Extracted text:
┄┄┄┄┄┄

Make Something: Letter to Me

Write a letter to yourself at another time in your life.

This prompt makes me think of the Brad Paisley song, “Letter to Me.” I may not be as articulate in a blog post as Brad was in his touching poem. But here goes …

* * *

Dear 20-year-old me:

I’m writing to you 20-some years and 40-some pounds from where you are now. I don’t have a lot of time, because I need to put your daughters to bed. (I know. You plan to NEVER have children. You’ll come around. And it will be the best move you ever make. I promise.)

Anyway, I’m writing to share some observations about a few of your body parts.

First, your hair. Thank God, in a few years perms will go out of style, and they won’t come back for a good long time. Maybe never. So you won’t have to deal with that frizz much longer. You look decent as a natural dishwater blonde. But before long you’ll wise up and go red. Don’t hesitate. As soon as you get the urge, buy the dye. In fact, go three shades brighter than you think. And then keep it up. Blonde roots are bad; gray roots are worse. Never skimp on hair color.

Next, let’s be honest about your teeth. You should have worn that retainer. You may not notice it now, but your teeth are slipping back to their wayward positions. You totally blew your parents’ investment on braces. Way to go.

Now, your hands. You’re going to need them. As a writer, they will be your primary instruments, whether you’re wielding a pen or tapping a keyboard. So avoid smashing them in car doors, and try not to whittle them with a mandolin slicer when you’re making scalloped potatoes (that will be a fun trip to the ER).

Appreciate the other things your hands can do, too. Your dad taught you a good, firm handshake, which will give you credibility with male colleagues and clients, so use it. Learn to fold a decent paper airplane. Be the one in the household who can open the pickle jar. Masturbate. (It’s okay. Really.) And whether you fold your hands or stretch them open, use those hands to pray.

┄┄┄┄┄┄

Extracted records:
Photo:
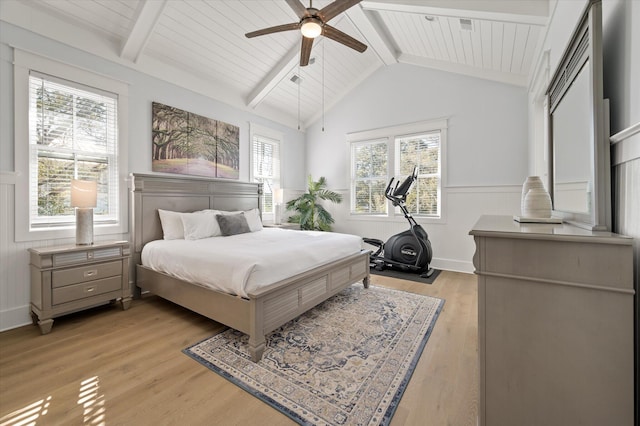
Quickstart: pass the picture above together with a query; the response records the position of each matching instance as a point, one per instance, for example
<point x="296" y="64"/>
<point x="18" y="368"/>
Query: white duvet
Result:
<point x="243" y="263"/>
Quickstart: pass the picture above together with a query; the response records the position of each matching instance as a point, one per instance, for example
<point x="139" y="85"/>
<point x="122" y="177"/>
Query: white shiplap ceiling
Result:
<point x="200" y="44"/>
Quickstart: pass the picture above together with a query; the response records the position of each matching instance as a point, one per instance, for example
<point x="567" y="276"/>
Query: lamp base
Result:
<point x="84" y="226"/>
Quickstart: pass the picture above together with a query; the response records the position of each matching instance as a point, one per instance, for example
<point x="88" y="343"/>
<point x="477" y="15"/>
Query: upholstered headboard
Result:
<point x="182" y="194"/>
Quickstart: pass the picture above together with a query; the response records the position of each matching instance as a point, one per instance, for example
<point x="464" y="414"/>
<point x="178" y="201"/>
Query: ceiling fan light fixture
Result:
<point x="311" y="28"/>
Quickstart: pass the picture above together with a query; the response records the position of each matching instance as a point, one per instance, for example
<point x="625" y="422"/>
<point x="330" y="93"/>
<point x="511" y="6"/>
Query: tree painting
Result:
<point x="188" y="143"/>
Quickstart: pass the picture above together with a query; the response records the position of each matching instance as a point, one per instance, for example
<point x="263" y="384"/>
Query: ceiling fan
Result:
<point x="313" y="22"/>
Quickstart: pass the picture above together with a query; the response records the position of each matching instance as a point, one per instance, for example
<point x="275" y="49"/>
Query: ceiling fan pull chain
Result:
<point x="299" y="81"/>
<point x="323" y="41"/>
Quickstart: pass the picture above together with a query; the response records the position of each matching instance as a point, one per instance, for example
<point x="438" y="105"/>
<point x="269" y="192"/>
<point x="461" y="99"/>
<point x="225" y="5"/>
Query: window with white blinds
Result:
<point x="369" y="177"/>
<point x="377" y="155"/>
<point x="73" y="133"/>
<point x="266" y="168"/>
<point x="421" y="151"/>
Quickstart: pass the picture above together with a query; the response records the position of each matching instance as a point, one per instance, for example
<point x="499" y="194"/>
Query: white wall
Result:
<point x="486" y="149"/>
<point x="143" y="89"/>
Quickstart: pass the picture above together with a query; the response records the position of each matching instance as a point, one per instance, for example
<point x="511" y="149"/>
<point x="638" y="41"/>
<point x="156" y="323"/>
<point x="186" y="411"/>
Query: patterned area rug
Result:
<point x="347" y="361"/>
<point x="407" y="275"/>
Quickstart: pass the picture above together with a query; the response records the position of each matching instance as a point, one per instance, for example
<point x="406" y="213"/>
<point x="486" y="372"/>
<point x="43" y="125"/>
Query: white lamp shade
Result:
<point x="84" y="193"/>
<point x="277" y="195"/>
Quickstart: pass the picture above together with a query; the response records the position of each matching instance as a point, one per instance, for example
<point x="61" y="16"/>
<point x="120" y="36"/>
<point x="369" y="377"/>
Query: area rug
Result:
<point x="407" y="276"/>
<point x="347" y="361"/>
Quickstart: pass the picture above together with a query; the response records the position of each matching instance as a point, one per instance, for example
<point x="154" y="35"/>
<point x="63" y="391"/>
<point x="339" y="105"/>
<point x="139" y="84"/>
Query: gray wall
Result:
<point x="621" y="22"/>
<point x="486" y="151"/>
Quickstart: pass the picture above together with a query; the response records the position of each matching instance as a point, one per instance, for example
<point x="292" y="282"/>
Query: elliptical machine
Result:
<point x="408" y="251"/>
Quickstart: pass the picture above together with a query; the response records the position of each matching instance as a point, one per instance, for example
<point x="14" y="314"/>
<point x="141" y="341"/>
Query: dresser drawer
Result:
<point x="81" y="291"/>
<point x="65" y="277"/>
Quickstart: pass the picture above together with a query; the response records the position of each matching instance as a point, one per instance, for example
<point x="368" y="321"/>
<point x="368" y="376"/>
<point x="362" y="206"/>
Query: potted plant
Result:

┄┄┄┄┄┄

Exercise requirements:
A - Answer these questions about the letter post, one answer per line:
(i) Which singer's song does the prompt bring to mind?
(ii) What hair color does the letter urge the younger self to switch to?
(iii) What kitchen tool does the letter warn could injure the hands?
B - List every body part that the letter post offers observations about.
C - Rewrite the paragraph of the letter post beginning "First, your hair." as a short bulleted list that keeps its main points.

Results by task:
A -
(i) Brad Paisley
(ii) Red
(iii) A mandolin slicer

B -
- Hair
- Teeth
- Hands

C -
- Perms will go out of style in a few years and stay out a long time, so the frizz will end soon.
- Natural dishwater blonde looks decent, but going red will be the smart move.
- Buy the dye as soon as the urge hits, and go three shades brighter than seems right.
- Keep the color up: blonde roots are bad, and gray roots are worse.
- Never skimp on hair color.